** REQUEST **
Print the entire listing. Each line must match the original exactly.

-------- RECORDS FOR THE EXERCISE

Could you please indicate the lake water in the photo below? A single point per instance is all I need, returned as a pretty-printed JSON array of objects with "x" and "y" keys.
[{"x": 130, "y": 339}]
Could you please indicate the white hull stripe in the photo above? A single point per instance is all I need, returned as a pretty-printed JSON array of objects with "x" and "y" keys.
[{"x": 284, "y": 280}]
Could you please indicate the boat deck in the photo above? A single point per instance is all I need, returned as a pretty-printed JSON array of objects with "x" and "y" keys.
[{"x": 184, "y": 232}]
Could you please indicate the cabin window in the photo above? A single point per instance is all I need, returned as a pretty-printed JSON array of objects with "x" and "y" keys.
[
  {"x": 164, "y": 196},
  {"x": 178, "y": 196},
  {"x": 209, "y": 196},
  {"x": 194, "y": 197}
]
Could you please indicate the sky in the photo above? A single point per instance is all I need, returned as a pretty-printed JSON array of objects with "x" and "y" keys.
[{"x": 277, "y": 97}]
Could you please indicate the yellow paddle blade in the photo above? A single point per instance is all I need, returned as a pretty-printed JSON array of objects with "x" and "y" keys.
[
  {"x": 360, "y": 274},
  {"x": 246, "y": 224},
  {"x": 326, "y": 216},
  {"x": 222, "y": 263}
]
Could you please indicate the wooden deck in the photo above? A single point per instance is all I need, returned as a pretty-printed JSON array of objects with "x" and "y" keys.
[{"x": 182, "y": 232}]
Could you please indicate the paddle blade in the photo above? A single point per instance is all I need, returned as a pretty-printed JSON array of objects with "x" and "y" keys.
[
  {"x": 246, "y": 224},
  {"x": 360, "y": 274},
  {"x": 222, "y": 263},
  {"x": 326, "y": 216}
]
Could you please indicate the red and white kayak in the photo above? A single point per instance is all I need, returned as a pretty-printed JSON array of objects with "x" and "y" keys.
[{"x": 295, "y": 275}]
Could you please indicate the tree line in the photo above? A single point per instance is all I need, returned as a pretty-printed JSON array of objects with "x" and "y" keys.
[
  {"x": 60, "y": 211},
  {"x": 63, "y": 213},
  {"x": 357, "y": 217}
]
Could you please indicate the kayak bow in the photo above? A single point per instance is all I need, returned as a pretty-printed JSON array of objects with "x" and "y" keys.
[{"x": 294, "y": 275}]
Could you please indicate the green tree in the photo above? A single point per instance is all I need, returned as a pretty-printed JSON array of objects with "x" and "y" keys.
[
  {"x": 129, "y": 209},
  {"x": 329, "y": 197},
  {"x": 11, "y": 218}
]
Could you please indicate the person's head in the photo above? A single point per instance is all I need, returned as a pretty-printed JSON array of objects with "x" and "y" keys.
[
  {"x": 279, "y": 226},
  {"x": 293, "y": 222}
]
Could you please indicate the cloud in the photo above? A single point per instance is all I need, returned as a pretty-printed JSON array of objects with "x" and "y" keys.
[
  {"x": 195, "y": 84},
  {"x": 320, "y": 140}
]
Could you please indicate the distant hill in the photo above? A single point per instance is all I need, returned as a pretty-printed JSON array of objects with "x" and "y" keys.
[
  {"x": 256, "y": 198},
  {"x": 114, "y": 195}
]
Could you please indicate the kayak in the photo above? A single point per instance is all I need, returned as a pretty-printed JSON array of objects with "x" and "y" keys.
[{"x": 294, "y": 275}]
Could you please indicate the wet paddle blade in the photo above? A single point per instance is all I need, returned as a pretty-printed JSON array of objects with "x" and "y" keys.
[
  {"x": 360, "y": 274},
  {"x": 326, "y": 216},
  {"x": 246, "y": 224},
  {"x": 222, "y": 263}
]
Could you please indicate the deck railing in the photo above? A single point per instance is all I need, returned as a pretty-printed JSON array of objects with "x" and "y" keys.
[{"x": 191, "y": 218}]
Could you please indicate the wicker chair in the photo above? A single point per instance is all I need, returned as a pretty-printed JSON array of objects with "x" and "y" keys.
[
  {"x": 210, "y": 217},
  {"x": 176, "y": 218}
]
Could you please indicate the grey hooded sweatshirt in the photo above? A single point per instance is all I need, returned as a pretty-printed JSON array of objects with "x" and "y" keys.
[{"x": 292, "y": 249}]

----------------

** WRITTEN RESPONSE **
Could you please indicate the lake water in the photo below? A single point per instance is all I need, returned as a pretty-printed JSON array of objects with "x" and "y" keys.
[{"x": 130, "y": 339}]
Could you please indicate the white hull stripe in the photo above? A single point per instance is all I need, returned as a pretty-printed JSON array of objects with "x" and "y" keys.
[{"x": 284, "y": 280}]
Could you please indicate the boat deck in the photo above? A single point per instance is all I need, returned as a pretty-printed JSON array of objects with "x" and "y" keys.
[{"x": 184, "y": 232}]
Could you please indicate the cabin window in the photo above? A single point per instance is all I need, returned as a pretty-printed JSON array of objects with "x" and "y" keys.
[
  {"x": 164, "y": 196},
  {"x": 178, "y": 196},
  {"x": 209, "y": 196},
  {"x": 194, "y": 197}
]
Could you please indicate the sky in the photo above? A single point per instance is all I need, returned as a pretty-printed JSON array of objects with "x" and "y" keys.
[{"x": 277, "y": 97}]
Could you please indicate the yellow paddle blade in the photo above? A single point per instance is all I need, returned as a pretty-printed JSON array of objects with "x" and "y" keys.
[
  {"x": 360, "y": 274},
  {"x": 246, "y": 224},
  {"x": 326, "y": 216},
  {"x": 222, "y": 263}
]
Could you please indicate the wooden deck in the photo above? A single point per instance is all I need, returned as a pretty-printed JSON array of objects with "x" and "y" keys.
[{"x": 182, "y": 232}]
Could you please indicate the paddle blade in the photo above? A single point per instance is all I need, returned as a pretty-printed JSON array of objects with "x" and "y" keys.
[
  {"x": 246, "y": 224},
  {"x": 360, "y": 274},
  {"x": 222, "y": 263},
  {"x": 326, "y": 216}
]
Could you please indicate the red and white kayak in the photo above? A single point per instance is all I need, returned as a pretty-printed JSON array of objects with "x" and "y" keys.
[{"x": 295, "y": 275}]
Could you please indicate the tree line in the photo above? A single point per instance is all I need, returned as a pretty-printed JSON array of objects with "x" and "y" keys.
[
  {"x": 60, "y": 211},
  {"x": 63, "y": 213},
  {"x": 357, "y": 217}
]
Could you please indicate the kayak bow in the photo above? A single point per instance is all I need, returned as a pretty-printed JSON array of objects with "x" and "y" keys.
[{"x": 294, "y": 275}]
Could you please indicate the green tree in the photo above? A single point per instance is all I need, returned as a pretty-printed JSON array of objects with "x" and "y" keys.
[
  {"x": 129, "y": 209},
  {"x": 329, "y": 197},
  {"x": 11, "y": 218}
]
Could you please indicate the person's head in the photo above? A single point per instance is all I need, returned as a pretty-printed JSON array of objects with "x" and "y" keys.
[
  {"x": 279, "y": 226},
  {"x": 293, "y": 222}
]
Could you please indicate the cloud in the photo above? A single point per instance is all I need, returned as a pretty-printed JSON array of objects with "x" and "y" keys.
[
  {"x": 195, "y": 84},
  {"x": 320, "y": 140}
]
Could you please indicate the distant hill in the photo above? A single point per instance is all I need, returned as a pretty-printed JSON array of objects with "x" and "y" keys.
[
  {"x": 256, "y": 198},
  {"x": 114, "y": 195}
]
Could you please indicate the kayak in the photo above? A single point per instance is all I need, returned as a pretty-printed JSON array of objects with "x" and "y" keys.
[{"x": 294, "y": 275}]
Could you please indicate the wet paddle blade in the photo above? A single point per instance is all I need, returned as a pretty-printed JSON array of objects with "x" and "y" keys.
[
  {"x": 360, "y": 274},
  {"x": 326, "y": 216},
  {"x": 246, "y": 224},
  {"x": 222, "y": 263}
]
Could you please indicate the deck railing in the photo above? A single point per instance is all I need, returned as a pretty-printed JSON array of objects with "x" and "y" keys.
[{"x": 191, "y": 218}]
Could you please indicate the wicker chair in the photo above? A single point per instance is all I need, returned as a pretty-printed JSON array of objects with "x" and "y" keys.
[
  {"x": 210, "y": 217},
  {"x": 176, "y": 218}
]
Could you please indicate the grey hooded sweatshirt in the photo above? A single point per instance is all I need, returned as a pretty-printed JSON array of objects with "x" and "y" keys.
[{"x": 292, "y": 249}]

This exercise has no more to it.